*What to do*: Reproduce verbatim the stretch of entries from the line containing "Where can the snowy" through the end of the entries.

* start Listed records *

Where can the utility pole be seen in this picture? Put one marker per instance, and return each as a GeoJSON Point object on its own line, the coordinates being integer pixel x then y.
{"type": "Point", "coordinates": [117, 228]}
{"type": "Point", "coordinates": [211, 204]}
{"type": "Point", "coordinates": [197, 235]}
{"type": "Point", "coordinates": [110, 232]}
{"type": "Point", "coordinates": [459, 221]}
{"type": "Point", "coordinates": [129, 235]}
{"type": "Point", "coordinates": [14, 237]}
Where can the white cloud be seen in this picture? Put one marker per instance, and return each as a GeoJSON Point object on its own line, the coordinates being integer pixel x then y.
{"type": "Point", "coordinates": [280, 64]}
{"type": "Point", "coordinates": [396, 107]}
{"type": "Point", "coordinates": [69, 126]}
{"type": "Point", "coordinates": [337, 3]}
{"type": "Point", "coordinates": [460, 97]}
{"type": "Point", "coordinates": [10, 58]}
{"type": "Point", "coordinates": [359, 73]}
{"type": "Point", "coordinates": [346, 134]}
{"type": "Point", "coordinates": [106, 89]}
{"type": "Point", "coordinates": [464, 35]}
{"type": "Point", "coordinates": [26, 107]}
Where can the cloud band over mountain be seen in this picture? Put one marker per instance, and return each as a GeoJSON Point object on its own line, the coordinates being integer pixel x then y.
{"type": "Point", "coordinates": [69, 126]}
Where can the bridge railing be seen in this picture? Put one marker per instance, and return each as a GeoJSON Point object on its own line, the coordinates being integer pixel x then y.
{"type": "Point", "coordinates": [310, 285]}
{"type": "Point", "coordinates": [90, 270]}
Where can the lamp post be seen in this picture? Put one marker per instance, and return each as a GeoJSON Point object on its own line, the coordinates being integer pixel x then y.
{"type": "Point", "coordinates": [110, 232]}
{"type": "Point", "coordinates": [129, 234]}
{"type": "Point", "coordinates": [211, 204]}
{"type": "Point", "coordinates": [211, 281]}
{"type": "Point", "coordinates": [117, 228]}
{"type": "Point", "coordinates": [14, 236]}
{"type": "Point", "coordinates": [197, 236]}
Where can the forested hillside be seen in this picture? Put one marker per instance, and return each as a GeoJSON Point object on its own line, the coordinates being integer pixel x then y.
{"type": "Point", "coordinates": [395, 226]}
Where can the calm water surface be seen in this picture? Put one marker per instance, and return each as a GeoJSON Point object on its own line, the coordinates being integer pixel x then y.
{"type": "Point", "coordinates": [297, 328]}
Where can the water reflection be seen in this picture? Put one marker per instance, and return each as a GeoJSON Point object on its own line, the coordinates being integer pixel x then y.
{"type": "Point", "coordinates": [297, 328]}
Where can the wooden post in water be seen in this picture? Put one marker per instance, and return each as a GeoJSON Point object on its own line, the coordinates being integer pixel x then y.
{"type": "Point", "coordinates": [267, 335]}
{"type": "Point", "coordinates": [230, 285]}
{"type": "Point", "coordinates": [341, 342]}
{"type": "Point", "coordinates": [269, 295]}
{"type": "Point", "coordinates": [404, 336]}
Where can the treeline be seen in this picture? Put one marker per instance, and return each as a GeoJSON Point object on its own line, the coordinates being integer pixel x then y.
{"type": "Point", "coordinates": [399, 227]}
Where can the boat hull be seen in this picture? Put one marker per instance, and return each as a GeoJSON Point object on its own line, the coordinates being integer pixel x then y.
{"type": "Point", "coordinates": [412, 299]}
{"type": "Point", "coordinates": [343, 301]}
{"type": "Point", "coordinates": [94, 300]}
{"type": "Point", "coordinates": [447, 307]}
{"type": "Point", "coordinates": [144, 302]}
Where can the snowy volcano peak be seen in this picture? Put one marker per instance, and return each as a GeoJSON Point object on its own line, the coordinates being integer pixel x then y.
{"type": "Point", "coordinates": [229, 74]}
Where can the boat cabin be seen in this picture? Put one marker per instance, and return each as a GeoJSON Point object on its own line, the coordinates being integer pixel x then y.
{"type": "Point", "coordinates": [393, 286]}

* end Listed records *

*Output*:
Where can the snowy volcano peak be seen in this picture? Put one marker per instance, and return each as a GeoJSON Point object on its own line, the coordinates being integer pixel x then y.
{"type": "Point", "coordinates": [229, 74]}
Where can the boat cabin be seen in this picture? Put one marker per instance, and return each as a GeoJSON Point object on its own line, the coordinates being integer pixel x then y.
{"type": "Point", "coordinates": [393, 286]}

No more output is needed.